# TASK GOAL
Transcribe the passage below on BCD-Net convergence with different MBIR modules in full, keeping every word, symbol, and line break unchanged.

# READING PASSAGE
-=-=-=-=-

RMSE convergence of BCD-Nets using different MBIR modules for low-dose CT reconstruction (for the first testing image in Table 1).

3.2 Results and Discussion

Convergence of BCD-Net with Different MBIR Modules. Applying faster iterative solvers to MBIR modules leads to faster and more accurate BCD-Net. This assertion is supported by comparing the APG-M and PG-M results in Fig. 1 (given the identical iteration numbers), and noting that APG-M is faster than PG-M (i.e., APG-M using no “momentum”, \(\bar{{\mathbf {x}}}^{(j+1)} - \bar{{\mathbf {x}}}^{(j)}\) in (3)). In addition, Fig. 1 shows that increasing the number of iterations in numerical MBIR solvers leads more accurate BCD-Net, given the identical numbers of BCD-Net layers. This implies that numerical MBIR solvers using insufficient number of iterations do not fully extract “desired” information from CT data-fidelity (i.e., the first term in (P1)). The importance of using rapidly converging MBIR solvers is underestimated in existing literature: existing literature often considers some applications that have practical and closed-form MBIR solution [4].

-=-=-=-=-

# GIVEN INFORMATION

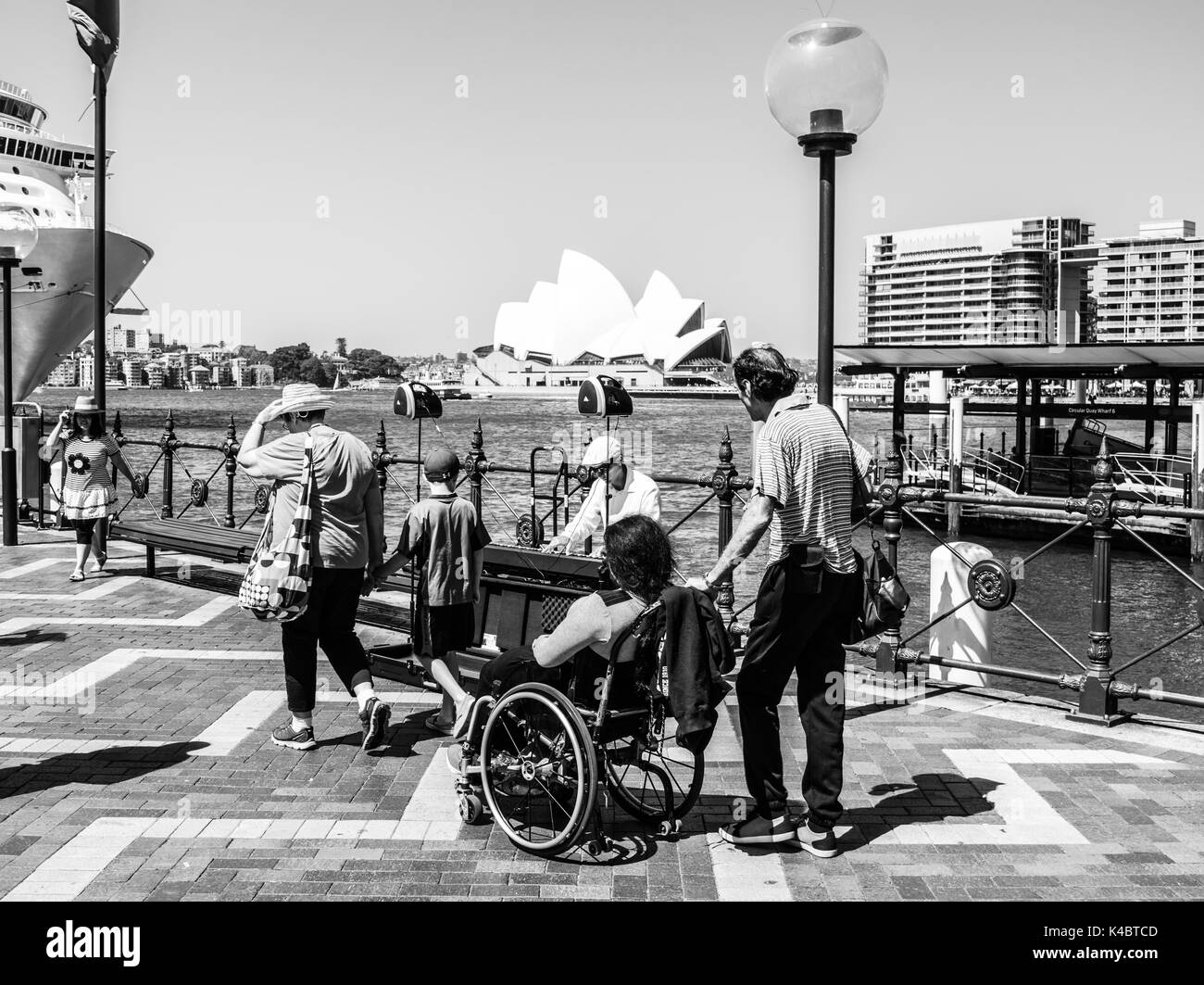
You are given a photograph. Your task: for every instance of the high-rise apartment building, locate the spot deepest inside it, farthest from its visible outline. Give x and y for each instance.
(979, 284)
(1150, 286)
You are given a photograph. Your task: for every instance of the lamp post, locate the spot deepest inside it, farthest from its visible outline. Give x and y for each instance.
(19, 236)
(825, 82)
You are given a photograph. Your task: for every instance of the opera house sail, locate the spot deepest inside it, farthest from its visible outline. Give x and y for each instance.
(585, 322)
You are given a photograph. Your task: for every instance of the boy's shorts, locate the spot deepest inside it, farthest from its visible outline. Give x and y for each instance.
(445, 627)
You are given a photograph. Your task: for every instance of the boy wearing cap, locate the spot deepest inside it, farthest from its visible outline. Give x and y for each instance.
(446, 537)
(633, 494)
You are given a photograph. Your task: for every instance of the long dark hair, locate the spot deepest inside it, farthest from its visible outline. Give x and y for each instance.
(95, 425)
(770, 376)
(639, 557)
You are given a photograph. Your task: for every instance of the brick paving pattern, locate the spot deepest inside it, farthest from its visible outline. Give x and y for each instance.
(152, 776)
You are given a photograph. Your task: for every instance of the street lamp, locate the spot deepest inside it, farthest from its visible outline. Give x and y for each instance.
(19, 236)
(825, 82)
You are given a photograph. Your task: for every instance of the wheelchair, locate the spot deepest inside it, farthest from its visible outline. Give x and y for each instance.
(542, 759)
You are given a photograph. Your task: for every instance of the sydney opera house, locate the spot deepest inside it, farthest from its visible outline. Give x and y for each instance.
(585, 324)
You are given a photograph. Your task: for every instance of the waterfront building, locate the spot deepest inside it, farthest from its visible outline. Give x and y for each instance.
(1150, 286)
(259, 374)
(67, 373)
(132, 369)
(585, 324)
(1004, 282)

-=-=-=-=-

# RESULT OF THE TASK
RMSE convergence of BCD-Nets using different MBIR modules for low-dose CT reconstruction (for the first testing image in Table 1).

3.2 Results and Discussion

Convergence of BCD-Net with Different MBIR Modules. Applying faster iterative solvers to MBIR modules leads to faster and more accurate BCD-Net. This assertion is supported by comparing the APG-M and PG-M results in Fig. 1 (given the identical iteration numbers), and noting that APG-M is faster than PG-M (i.e., APG-M using no “momentum”, \(\bar{{\mathbf {x}}}^{(j+1)} - \bar{{\mathbf {x}}}^{(j)}\) in (3)). In addition, Fig. 1 shows that increasing the number of iterations in numerical MBIR solvers leads more accurate BCD-Net, given the identical numbers of BCD-Net layers. This implies that numerical MBIR solvers using insufficient number of iterations do not fully extract “desired” information from CT data-fidelity (i.e., the first term in (P1)). The importance of using rapidly converging MBIR solvers is underestimated in existing literature: existing literature often considers some applications that have practical and closed-form MBIR solution [4].